++++ Provided records ++++

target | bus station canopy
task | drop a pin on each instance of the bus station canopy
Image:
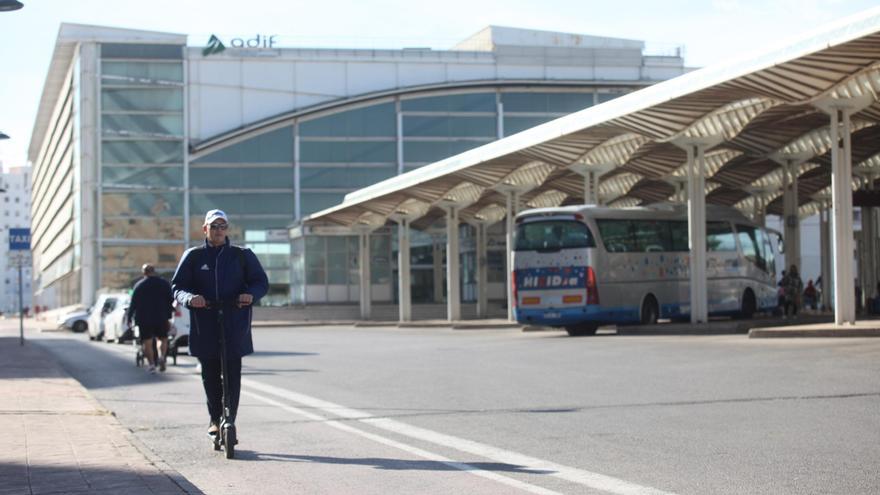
(752, 116)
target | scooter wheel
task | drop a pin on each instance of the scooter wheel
(229, 441)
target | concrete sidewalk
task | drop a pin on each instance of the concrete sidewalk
(56, 438)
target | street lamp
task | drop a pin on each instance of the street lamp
(9, 5)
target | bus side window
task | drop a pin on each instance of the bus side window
(679, 234)
(751, 248)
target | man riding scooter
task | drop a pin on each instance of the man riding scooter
(219, 272)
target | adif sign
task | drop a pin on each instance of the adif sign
(258, 41)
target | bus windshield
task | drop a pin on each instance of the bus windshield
(553, 235)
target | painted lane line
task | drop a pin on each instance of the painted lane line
(406, 448)
(583, 477)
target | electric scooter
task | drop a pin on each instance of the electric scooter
(225, 438)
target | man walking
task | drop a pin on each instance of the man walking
(218, 272)
(151, 308)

++++

» Problem
Please copy all of the data above line for line, leaving out the picture.

» Solution below
target | bus station canopy
task | drop a pin on each instance of the bus station canopy
Image:
(752, 116)
target | scooter wheel
task | drop a pin on each instance of the scooter wheel
(229, 441)
target | concrete sidewalk
task | drop a pin on each instance of the concrete sidewalk
(56, 438)
target | street lamp
task | drop a pin on each instance of the street lamp
(9, 5)
target | bus side window
task | drop a pin on each instance of the bus side window
(679, 234)
(751, 248)
target | man riding scooter
task | drop a pin on each instance of the man riding scooter
(219, 272)
target | adif sign
task | drop a pin on each instance of the adif sign
(258, 41)
target | bus windshield
task | drop a pin on each instance of the bus windshield
(553, 235)
target | painted lane line
task | drop a pin on each instance of the painted lane line
(406, 448)
(583, 477)
target | electric scooter
task | drop a pin on each instance of the electric scooter
(225, 438)
target | man walking
task | drop a pin on each instance of the man walking
(218, 272)
(151, 308)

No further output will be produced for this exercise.